What the task asks: Report how many lines in the entries below have the word "racing" in them, and give no other words.

The records:
::::::

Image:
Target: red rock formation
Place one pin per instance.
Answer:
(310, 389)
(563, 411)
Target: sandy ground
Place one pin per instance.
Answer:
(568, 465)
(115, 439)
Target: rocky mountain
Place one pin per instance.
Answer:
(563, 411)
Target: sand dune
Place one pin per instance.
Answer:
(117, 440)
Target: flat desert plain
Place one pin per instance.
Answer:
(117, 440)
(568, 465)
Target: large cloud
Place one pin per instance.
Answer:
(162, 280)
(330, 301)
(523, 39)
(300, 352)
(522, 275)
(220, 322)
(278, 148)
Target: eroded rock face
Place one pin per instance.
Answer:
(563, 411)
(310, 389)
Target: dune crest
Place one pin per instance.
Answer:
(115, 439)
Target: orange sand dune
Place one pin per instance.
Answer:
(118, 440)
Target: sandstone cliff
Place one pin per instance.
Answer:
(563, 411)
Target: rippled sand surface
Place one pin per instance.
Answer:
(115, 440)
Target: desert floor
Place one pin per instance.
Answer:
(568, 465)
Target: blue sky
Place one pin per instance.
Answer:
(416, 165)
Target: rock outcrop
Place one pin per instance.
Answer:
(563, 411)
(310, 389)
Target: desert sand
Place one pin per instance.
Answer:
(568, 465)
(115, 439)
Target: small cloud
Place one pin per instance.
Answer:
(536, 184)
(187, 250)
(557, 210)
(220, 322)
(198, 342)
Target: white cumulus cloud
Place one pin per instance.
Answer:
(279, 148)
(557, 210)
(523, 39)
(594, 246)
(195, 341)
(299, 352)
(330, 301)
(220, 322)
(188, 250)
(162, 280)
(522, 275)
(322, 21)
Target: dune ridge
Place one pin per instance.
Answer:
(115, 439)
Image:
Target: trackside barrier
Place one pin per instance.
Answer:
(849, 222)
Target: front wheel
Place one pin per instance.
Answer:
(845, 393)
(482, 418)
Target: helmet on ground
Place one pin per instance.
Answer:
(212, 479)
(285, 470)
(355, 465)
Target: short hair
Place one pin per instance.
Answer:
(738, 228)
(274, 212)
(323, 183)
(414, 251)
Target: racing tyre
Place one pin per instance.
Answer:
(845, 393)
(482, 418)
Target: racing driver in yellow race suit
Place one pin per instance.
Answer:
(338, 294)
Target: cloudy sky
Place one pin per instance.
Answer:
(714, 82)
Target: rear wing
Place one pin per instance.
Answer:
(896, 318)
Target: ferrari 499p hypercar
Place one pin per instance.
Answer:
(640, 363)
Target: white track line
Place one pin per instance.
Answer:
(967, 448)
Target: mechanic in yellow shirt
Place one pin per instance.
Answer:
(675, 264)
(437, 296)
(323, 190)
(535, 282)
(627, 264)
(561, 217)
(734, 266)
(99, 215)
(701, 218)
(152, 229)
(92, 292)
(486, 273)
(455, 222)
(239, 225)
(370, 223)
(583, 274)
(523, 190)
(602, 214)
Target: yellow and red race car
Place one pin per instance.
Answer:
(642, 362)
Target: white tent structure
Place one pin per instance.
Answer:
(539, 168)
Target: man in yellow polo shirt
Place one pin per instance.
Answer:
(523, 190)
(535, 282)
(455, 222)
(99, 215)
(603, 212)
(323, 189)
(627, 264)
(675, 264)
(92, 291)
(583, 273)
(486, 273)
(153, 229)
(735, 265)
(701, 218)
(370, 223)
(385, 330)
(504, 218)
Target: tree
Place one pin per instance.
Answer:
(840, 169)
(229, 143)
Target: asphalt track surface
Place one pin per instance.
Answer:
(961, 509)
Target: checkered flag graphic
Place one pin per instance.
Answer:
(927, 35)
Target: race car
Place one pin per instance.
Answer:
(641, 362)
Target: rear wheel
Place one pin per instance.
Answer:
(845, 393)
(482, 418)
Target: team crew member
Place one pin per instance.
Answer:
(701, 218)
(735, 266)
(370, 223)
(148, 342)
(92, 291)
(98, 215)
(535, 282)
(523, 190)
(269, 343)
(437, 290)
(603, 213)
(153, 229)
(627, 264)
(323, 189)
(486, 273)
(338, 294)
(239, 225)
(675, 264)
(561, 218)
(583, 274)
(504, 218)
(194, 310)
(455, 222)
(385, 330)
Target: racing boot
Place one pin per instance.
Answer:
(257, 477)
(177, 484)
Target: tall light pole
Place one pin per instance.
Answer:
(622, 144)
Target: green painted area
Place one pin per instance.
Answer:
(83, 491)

::::::

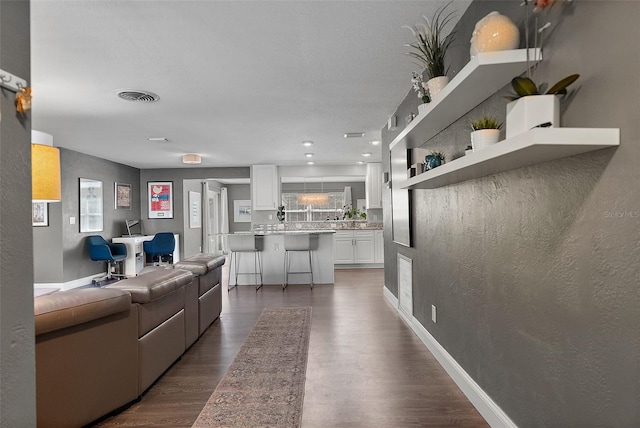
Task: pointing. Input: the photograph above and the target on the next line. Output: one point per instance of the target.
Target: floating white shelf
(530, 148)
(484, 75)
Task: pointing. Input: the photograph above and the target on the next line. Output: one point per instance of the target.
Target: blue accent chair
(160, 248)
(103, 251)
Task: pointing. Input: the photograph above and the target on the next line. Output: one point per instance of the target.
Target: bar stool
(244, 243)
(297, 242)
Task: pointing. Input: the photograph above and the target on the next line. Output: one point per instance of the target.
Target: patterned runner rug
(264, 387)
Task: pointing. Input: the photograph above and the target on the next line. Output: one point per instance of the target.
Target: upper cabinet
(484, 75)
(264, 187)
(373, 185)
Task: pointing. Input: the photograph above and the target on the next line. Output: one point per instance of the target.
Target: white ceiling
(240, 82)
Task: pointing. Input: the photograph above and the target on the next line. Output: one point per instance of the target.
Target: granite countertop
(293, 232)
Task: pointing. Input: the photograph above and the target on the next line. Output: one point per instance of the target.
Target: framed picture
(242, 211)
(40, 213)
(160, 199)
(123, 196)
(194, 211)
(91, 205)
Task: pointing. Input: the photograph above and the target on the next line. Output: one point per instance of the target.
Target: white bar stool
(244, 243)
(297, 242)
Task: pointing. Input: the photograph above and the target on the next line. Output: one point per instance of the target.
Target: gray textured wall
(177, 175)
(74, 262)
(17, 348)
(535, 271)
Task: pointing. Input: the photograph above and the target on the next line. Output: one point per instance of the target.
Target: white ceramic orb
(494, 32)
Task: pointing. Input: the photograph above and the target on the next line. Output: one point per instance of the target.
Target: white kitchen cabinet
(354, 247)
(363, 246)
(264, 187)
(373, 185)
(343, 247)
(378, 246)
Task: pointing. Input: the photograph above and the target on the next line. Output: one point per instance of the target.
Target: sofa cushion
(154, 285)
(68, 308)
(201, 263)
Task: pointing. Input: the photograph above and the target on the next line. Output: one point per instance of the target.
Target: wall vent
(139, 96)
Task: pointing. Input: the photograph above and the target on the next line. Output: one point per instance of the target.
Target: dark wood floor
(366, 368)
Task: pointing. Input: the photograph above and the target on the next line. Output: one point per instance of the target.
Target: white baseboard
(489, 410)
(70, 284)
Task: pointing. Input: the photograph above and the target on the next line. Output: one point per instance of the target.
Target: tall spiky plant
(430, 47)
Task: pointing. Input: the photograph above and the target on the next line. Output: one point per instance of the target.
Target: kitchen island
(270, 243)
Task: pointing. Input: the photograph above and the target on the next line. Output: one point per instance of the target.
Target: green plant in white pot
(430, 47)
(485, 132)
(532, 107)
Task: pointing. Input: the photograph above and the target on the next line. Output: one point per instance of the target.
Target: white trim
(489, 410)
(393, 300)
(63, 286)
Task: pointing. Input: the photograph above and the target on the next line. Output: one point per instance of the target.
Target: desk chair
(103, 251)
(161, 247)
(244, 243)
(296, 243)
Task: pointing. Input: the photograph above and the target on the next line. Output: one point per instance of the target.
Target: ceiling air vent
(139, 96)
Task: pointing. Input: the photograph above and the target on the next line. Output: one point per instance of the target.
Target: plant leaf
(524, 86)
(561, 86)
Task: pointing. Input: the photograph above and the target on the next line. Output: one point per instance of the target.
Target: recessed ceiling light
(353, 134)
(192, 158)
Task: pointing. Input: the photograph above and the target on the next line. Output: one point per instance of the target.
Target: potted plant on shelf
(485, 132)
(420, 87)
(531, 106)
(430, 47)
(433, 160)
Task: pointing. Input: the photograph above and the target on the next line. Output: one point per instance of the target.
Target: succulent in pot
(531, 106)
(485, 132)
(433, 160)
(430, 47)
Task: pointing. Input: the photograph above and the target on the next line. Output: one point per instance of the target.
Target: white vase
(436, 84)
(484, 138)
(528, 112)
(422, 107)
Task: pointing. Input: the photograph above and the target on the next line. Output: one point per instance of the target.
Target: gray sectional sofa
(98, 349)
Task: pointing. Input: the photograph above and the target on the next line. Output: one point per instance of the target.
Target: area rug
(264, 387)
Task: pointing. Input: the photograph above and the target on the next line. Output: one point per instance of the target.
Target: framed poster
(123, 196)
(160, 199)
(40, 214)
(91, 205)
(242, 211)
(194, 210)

::::::

Solution to this exercise: 3